EXCERTO FORNECIDO:
··········

O backlash parecia inevitável. Justa ou injustamente, o aumento significativo de afro-americanos entre os nomeados e vencedores da 89. ª cerimónia dos Oscars não pode deixar de ser visto na sequência das muitas críticas que se ouviram em 2016 sobre a falta de representatividade e de diversidade étnica na indústria cinematográfica norte-americana. Quer isso dizer que o prémio de melhor actriz secundária para Viola Davis pela sua interpretação em «Vedações» é menos merecido? É evidente que não.
Num filme excessivamente estático e verboso, onde a origem teatral é penosamente visível, Davis é de facto a excepção que imprime dinâmica, realismo e subtileza à acção. Mas Denzel Washington é a regra. É ele o grande protagonista à frente e atrás das câmaras, e, infelizmente, aqui fracassa duplamente. A sua interpretação é grandiloquente quando era preciso ser simples, o trabalho de realização é indiferenciado quando só um rasgo de originalidade podia resgatar a obra do rótulo de “teatro filmado”.
A colagem à peça homónima, da autoria de August Wilson, parece estar relacionada com o facto de ter sido o próprio dramaturgo a fazer a adaptação do texto para filme. Faltou uma visão mais distanciada, mais livre, mais cinematográfica. Visão essa que Washington também não foi capaz de trazer, ele que, a par com Davis, foi cabeça-de-cartaz da primeira de duas reposições da peça na Broadway (2010 e 2013). Ironicamente, a metáfora das vedações não se aplica tão bem à história que o filme quer contar como à história da feitura do filme em si. A palpável falta de vida em «Vedações» é resultado de um fechamento endogâmico.

··········

DADOS FORNECIDOS:
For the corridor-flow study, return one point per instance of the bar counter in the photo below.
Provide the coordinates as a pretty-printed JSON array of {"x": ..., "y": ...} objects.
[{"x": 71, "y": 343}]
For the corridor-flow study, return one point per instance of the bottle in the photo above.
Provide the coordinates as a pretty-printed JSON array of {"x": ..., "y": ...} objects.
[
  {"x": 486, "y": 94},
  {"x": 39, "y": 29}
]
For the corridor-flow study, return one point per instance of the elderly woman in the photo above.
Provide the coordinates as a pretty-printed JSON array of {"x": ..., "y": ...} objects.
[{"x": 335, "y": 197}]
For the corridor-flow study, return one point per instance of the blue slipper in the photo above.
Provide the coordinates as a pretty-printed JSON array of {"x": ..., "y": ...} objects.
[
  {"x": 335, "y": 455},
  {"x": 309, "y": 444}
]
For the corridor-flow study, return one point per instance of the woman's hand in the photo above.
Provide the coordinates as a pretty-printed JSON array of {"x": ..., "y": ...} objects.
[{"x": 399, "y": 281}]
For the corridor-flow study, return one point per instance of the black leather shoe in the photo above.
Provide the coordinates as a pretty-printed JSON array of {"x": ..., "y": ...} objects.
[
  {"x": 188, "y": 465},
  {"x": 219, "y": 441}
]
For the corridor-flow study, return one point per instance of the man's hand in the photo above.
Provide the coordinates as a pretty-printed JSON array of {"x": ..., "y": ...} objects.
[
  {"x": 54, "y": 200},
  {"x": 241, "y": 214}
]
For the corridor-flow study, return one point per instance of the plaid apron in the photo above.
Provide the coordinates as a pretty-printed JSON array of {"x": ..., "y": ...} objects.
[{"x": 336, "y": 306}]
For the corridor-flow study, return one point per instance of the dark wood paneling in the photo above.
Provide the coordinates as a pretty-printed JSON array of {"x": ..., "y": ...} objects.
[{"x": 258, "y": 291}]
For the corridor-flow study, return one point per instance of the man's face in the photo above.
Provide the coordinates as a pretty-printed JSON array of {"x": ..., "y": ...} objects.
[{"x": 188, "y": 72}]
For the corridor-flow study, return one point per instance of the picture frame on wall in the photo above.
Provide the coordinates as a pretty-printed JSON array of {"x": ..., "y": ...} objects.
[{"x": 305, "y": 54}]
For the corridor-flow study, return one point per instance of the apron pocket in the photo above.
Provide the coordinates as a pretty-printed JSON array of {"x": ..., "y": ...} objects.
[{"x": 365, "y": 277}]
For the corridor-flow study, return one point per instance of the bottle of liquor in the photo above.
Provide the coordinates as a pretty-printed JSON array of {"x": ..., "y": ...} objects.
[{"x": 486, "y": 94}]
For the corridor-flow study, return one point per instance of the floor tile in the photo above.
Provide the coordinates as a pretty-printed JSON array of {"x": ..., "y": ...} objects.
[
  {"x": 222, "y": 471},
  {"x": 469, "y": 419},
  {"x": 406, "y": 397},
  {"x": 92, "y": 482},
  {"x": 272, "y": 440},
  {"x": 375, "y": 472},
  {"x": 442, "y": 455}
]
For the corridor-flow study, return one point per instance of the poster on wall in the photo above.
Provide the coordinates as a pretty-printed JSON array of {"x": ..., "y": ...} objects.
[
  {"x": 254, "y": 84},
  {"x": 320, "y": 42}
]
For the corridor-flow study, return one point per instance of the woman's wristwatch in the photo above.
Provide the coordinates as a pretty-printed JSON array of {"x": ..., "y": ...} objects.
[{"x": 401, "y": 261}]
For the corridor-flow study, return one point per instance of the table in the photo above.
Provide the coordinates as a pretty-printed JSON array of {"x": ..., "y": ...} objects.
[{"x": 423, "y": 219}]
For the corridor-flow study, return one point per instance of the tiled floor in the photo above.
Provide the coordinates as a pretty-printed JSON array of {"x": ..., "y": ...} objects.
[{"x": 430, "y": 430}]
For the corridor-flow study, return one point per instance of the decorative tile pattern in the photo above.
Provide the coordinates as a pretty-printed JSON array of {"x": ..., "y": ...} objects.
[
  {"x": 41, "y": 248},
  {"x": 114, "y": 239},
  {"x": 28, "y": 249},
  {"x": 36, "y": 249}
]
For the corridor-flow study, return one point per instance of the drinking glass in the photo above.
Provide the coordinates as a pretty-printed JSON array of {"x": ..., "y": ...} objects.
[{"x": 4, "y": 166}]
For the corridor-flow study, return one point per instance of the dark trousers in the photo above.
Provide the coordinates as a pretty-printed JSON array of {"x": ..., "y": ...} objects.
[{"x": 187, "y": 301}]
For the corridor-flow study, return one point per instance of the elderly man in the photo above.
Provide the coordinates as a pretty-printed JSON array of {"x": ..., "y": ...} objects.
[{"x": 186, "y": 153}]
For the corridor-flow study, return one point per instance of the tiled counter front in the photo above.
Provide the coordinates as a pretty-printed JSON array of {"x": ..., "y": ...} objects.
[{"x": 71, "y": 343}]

··········

REQUISITOS:
- a) Responde às seguintes perguntas sobre a crítica ao filme «Vedações»:
(i) Que prémio recebeu Viola Davis na 89.ª cerimónia dos Oscars?
(ii) Quem fez a adaptação da peça para filme?
(iii) Em que anos decorreram as duas reposições da peça na Broadway?
- b) Prolonga a crítica ao filme «Vedações» a partir do ponto em que termina.
As linhas não têm qualquer relação com a crítica ao filme «Vedações».

RESPOSTAS POR ORDEM:
- a)
(i) O prémio de melhor actriz secundária.
(ii) O próprio dramaturgo, August Wilson.
(iii) Em 2010 e 2013.

- b)
Centrado sobre uma família afro-americana a viver em Pittsburgh na década de 1950, o filme quase não toca o contexto social, as graves tensões raciais em que supostamente se inscreve a narrativa. Debaixo de foco estão sobretudo as angústias e frustrações privadas de Troy (Washington), um homem negro de meia-idade, casado, com dois filhos, uma casa própria nos subúrbios e um emprego apesar de tudo estável como lixeiro. De fora deste esboço de caracterização estão a pesada carga do passado, um início de vida que não foi manso, os erros da juventude, o desmoronar do grande sonho de singrar no basebol, etc. É nesta bagagem, sugerida através de diálogos longos e repetitivos, que somos obrigados a buscar as ferramentas que nos permitem começar a compreender a postura e as atitudes questionáveis da personagem. Mas o trabalho é forçado e a recompensa pequena. Apesar da fina armadura contextual, compósita, o que salta à vista é a sobreposição do ego ao amor.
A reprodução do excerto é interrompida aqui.